| Source document |
┄┄┄┄┄┄┄┄┄┄┄┄┄┄┄┄┄┄┄┄
HARTFORD, Conn. – A new law that takes effect in July will allow some Connecticut residents who were adopted the right to obtain their original birth certificates.
Gov. Dannel Malloy said Monday he had signed the bill, which will apply to citizens 18 years and older whose adoptions were finalized on or since Oct. 1, 1983.
Since 1975, when legislation passed permitting adoptees access only to amended birth certificates, Connecticut residents have been unable to obtain the original records with the names of their birth parents.
The bill will open those records for people adopted after Oct. 1, 1983, when biological parents began signing a form acknowledging the child may, as an adult, access documents that could identify them. The bill was negotiated to ease the concerns of lawmakers who feel the change violates the trust of birth mothers who expected the state to respect their privacy.
“That bill was drafted appropriately because it was cognizant of the fact that from 1983 . . . and moving forward, people who put a child up for adoption were given notice that that information might be shared,” Gov. Dannel Malloy said. “I think it’s an appropriate compromise piece of legislation that’s been reached.”
Adoptees argue that the redacted birth records create health risks for them. Without knowing their family medical histories, they cannot be screened for illnesses to which they are predisposed based on family medical history and genetics.
┄┄┄┄┄┄┄┄┄┄┄┄┄┄┄┄┄┄┄┄
| Problem statement |
Carry on the article about Connecticut's adoptee birth certificate law from its last sentence. The records that follow were taken from a different source than the article.

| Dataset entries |
┄┄┄┄┄┄┄┄┄┄┄┄┄┄┄┄┄┄┄┄
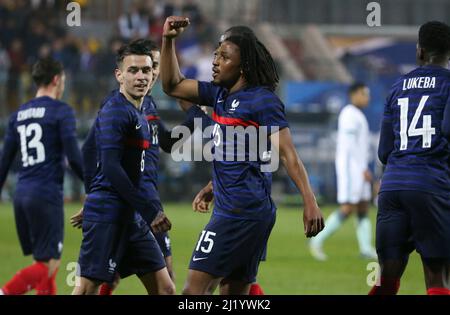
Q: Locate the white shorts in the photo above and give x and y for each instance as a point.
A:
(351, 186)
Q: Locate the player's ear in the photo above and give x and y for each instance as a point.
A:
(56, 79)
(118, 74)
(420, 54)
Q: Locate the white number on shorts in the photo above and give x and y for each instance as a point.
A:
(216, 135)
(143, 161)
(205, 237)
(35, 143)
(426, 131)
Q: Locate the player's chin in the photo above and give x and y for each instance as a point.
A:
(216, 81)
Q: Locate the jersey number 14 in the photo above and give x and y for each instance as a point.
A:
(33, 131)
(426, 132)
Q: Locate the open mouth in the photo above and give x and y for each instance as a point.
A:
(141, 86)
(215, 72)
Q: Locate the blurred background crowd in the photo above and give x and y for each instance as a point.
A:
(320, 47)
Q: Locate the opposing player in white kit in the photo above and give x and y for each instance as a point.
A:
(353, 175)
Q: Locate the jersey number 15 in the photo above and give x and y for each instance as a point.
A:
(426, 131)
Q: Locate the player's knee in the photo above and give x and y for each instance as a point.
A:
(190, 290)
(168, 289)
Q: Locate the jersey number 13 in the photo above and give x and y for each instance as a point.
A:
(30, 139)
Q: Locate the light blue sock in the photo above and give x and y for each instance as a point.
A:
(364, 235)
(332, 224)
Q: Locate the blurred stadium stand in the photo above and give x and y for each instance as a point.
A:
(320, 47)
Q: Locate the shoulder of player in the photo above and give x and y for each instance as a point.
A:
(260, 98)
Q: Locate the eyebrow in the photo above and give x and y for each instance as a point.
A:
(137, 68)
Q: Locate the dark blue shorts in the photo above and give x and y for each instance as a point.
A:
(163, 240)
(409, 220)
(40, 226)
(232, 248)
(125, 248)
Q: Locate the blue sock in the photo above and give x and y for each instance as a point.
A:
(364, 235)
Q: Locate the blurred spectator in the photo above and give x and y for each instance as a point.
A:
┄┄┄┄┄┄┄┄┄┄┄┄┄┄┄┄┄┄┄┄
| Response to this task |
Local reaction to the bill was mixed, as Nancy on Norwalk readers debated it online in the comments section.
“Good news!” commenter EveT said upon learning Malloy would sign the bill. “And very wise of the adoption authorities back in 1983 to begin informing birth parents that their anonymity may not be guaranteed. Adoptees have a right to know their roots.”
“There are state and private online registries where adoptees can register and, if the birth mother has also registered, they can be connected,” commenter John Frank Sr. said before the bill was signed. “It is also possible now, in Connecticut, to contact the agency that handled the adoption and ask for information. They will not give you anything, but will, depending on the circumstances, contact the birth mother and/or other adoptee children of the same mother and ask if they want to meet. The answer is not always positive, and any adoptee seeking to meet needs to be prepared for that result. I met my birth mother and her other adult children and that was a real joy. My biological father had already passed away and his family, with one exception, had no interest in meeting. ‘If it ain’t broke…’”
Another commenter agreed.
“I am a sibling of a sister who gave up her child for adoption at infancy many years ago. To my knowledge, the privacy of that act has been retained,” Suzanne wrote. “I miss knowing who that person is. I actually have never read anything about the impact of such a decision to the relations of the birth mother or to the child who is placed up for adoption. I know that privacy in the matter is inviolate to the participants and for my sibling’s sake and, perhaps, the child’s sake, it needs to remain that way. Even though it is painful, I do not believe this is a matter for legislation and that the voluntary agencies that exist, as mentioned by John Frank Sr., should remain in place. This would not be out of public shame or private difficulty but out of respect for the very private and painful decision that no doubt led to the adoption in the first place.”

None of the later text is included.